* _Page text_
The way he conveyed these inexplicable things about the human nature was not through logic, but through images. Some forlorn inn in some corner of the Shimokita Peninsula… Or some abandoned boat… He would portray emotions using imagery like that, going beyond mere logic. He was very, very good at creating that sort of imagery.

I once told Gosha: “You’re like an Italian!” What I meant by that is, even if you told him you didn’t get what was happening in certain parts of the script, he would tell you not to worry about it because he would show it in pictures instead. “The audience will get it,” he’d say. That was quite Italian of him, I felt. See, Italian films can have that quality about them where you don’t quite get the point, and yet you keep watching because they’re still interesting regardless. There was a similar sort of… “picturesque” aspect to his films.

Gosha was able to accomplish this because he had brilliant cameramen who could shoot his imagery exactly the way he wanted. Okazaki Kozo shot Goyokin and The Wolves, while Morita Fujio shot Hitokiri and Onimasa. They could shoot the images that Gosha wanted, creating worlds full of color.


Nakadai’s hand and Enami Kyoko in “The Wolves”

Directing Sex Scenes

As with Enami Kyoko in The Wolves, numerous other actresses have also appeared in daring nude scenes in Gosha’s films, performing in passionate sex scenes. Nakadai has acted alongside many of said actresses in those types of scenes.

Gosha was very particular about fight scenes, but he was even more enthusiastic about the sex scenes. Action and eroticism—those were the two major themes for him. And so, indeed, he would get his actresses quite nude. I suppose the actresses felt that it was something par for the course when it was a Gosha movie. They’d probably read the script and think to themselves, “Ahh, looks like I’m going to be getting naked again.”

* _Dataset extract_
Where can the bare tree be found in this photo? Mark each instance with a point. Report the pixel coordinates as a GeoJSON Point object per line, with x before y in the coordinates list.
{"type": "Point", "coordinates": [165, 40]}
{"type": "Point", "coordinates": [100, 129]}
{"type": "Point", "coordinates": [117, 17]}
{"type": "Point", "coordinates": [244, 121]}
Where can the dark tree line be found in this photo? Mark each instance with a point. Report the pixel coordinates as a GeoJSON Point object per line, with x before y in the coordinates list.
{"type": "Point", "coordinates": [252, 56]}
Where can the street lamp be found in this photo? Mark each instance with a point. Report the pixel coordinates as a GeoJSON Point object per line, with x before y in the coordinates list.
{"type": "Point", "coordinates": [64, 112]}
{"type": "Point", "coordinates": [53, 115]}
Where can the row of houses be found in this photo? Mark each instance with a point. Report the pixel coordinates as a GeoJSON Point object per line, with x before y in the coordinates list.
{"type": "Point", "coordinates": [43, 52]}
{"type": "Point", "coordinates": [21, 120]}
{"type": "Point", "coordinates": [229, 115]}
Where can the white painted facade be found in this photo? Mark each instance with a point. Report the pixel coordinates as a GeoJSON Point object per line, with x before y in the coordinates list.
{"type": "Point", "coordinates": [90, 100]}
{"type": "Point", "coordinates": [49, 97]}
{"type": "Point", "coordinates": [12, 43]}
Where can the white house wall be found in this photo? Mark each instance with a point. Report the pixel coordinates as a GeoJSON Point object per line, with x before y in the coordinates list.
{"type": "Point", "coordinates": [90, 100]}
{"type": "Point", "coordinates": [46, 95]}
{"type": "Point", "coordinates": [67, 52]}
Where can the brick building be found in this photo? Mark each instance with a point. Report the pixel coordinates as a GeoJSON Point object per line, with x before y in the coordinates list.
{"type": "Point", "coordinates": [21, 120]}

* _Your task_
Pick up the reminiscence about director Gosha's films after its final sentence and continue it in the same voice.

* _The response_
Now, I get embarrassed so I’m not a big fan of doing sex scenes. I’d ask the director. “What do you want me to do in this scene?” So then Gosha, he would step in and demonstrate together with the actress. Still wearing his leather jacket, he would sometimes be on top, sometimes under the actress, all while explaining it to me. “Can you do it like this, Moya? Then move like this, and we’ll have the camera follow you.” I received quite a lot of acting guidance like that from him. I did feel sorry for the actresses though, having to be embraced by this guy in his leather jacket…

“Hunter in the Dark” & Harada Yoshio

The Gosha-Nakadai duo also worked together on the ’78 Shochiku film Bandits vs. Samurai Squadron. This bandit story is based on a historical novel of the same name written by Ikenami Shotaro.

The interesting thing about that one was how in the novel the bandit Kumokiri Nizaemon—played by me in the film—hardly ever makes himself seen. But in our version, as it was a film, he had to do so. That aspect of it was difficult. See, he has placed his subordinates all over and he needs to manage them, so he’s someone who shouldn’t really be seen out in public. But again, as it was a movie, we couldn’t do it that way. There was no way around it. He had to be there. And as it was a Gosha film, there were of course the sexual scenes as well, making it that much more difficult.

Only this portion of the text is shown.